INPUT MATERIAL Block Start

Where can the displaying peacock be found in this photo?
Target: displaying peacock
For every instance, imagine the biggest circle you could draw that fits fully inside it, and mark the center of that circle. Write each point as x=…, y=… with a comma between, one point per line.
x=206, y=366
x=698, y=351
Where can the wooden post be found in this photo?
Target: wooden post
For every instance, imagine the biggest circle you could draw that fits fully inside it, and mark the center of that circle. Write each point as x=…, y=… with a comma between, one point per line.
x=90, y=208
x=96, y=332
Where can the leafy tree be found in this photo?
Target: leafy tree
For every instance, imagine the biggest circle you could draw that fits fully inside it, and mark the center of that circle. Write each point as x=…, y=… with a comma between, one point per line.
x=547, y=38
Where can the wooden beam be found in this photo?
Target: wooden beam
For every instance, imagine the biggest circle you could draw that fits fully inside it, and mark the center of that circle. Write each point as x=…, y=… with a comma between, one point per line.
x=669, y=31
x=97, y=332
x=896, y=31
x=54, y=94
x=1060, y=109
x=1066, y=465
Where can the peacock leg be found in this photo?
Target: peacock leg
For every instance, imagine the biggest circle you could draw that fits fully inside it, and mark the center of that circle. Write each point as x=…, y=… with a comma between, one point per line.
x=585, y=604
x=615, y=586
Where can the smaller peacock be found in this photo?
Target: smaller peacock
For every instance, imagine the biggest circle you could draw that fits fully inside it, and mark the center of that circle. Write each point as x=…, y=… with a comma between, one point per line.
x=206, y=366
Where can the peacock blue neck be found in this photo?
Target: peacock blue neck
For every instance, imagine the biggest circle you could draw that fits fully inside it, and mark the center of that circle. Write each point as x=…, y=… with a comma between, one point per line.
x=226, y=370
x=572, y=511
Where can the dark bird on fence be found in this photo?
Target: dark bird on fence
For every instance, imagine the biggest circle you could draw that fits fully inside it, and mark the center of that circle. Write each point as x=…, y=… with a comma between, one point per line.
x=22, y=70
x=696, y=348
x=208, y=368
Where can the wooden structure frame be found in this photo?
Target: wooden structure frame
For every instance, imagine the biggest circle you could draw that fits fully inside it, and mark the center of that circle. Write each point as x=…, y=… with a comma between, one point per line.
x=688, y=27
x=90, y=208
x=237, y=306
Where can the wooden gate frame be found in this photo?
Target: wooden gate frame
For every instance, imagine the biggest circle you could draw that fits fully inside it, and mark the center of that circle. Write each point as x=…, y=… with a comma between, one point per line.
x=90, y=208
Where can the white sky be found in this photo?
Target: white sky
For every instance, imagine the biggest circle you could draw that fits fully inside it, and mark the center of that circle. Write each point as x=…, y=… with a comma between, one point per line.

INPUT MATERIAL Block End

_THE PROBLEM_
The lines above should be printed again, exactly as they are.

_REPLY TO THE EXERCISE_
Where can the displaying peacock be found in this photo?
Target: displaying peacock
For every instance, imagine the biggest circle you could draw that fits fully inside it, and mark the center of that circle. Write each point as x=…, y=… with a comma between, one point per line.
x=206, y=366
x=698, y=351
Where can the wooden post be found in this photo?
Target: wooden post
For every instance, imagine the biggest circle you could draw that fits fully inside it, and mark the center of that circle. Write each point as x=…, y=… with a comma between, one point per line.
x=90, y=208
x=96, y=332
Where can the leafy tree be found in this photo?
Target: leafy tree
For every instance, imagine the biggest circle you could draw that fits fully inside it, and mark the center of that circle. Write each point as x=…, y=… with a comma between, one point per line.
x=547, y=38
Where can the wooden beam be found in this photo?
Target: wooden beam
For every instance, imagine the biggest circle you could draw that fits fully inside it, and mark the center of that circle. Write each point as x=…, y=… with a comma between, one point per line.
x=669, y=31
x=97, y=332
x=896, y=31
x=54, y=94
x=1060, y=109
x=1066, y=465
Where can the peacock leg be found in this photo?
Target: peacock leg
For every instance, imagine the biggest circle you could draw that fits fully inside it, and mark the center of that circle. Write each point as x=…, y=… with a comma between, one point per line.
x=585, y=604
x=615, y=586
Where can the smaller peacock be found in this photo?
Target: smaller peacock
For every instance, imagine the biggest circle you could draw that fits fully inside it, and mark the center of that circle. Write each point as x=…, y=… with a comma between, one point per line.
x=206, y=366
Where can the peacock blue neck be found in this photo?
Target: peacock blue neck
For every instance, imagine the biggest circle you could draw that fits fully inside it, and mark the center of that circle. Write each point as x=…, y=… with a comma between, one point per line.
x=226, y=370
x=572, y=511
Where can the dark bird on fence be found in this photo?
Target: dark bird on fence
For every instance, imagine the biggest circle you could draw that fits fully inside it, and mark the center of that circle. Write each point as x=…, y=… with a comma between, one point per line.
x=22, y=70
x=696, y=348
x=208, y=368
Where can the wooden structure frame be found in this photo?
Target: wooden structure frame
For every instance, imagine the biggest circle you could draw that fits fully inside it, and mark the center of that circle. Write each point as x=…, y=… with a comma between, one point per line.
x=688, y=27
x=90, y=208
x=237, y=306
Where can the wooden gate frame be found in this photo?
Target: wooden gate frame
For every instance, imagine the biggest circle you could draw that fits fully inside it, and mark the center of that circle. Write each point as x=…, y=… with a comma between, one point per line.
x=90, y=208
Where can the white sky be found in this photo?
Target: white sky
For every instance, imagine the biggest circle you could draw that fits fully inside it, and mark the center of that circle. Write each point as x=…, y=… with a comma between, one point per line.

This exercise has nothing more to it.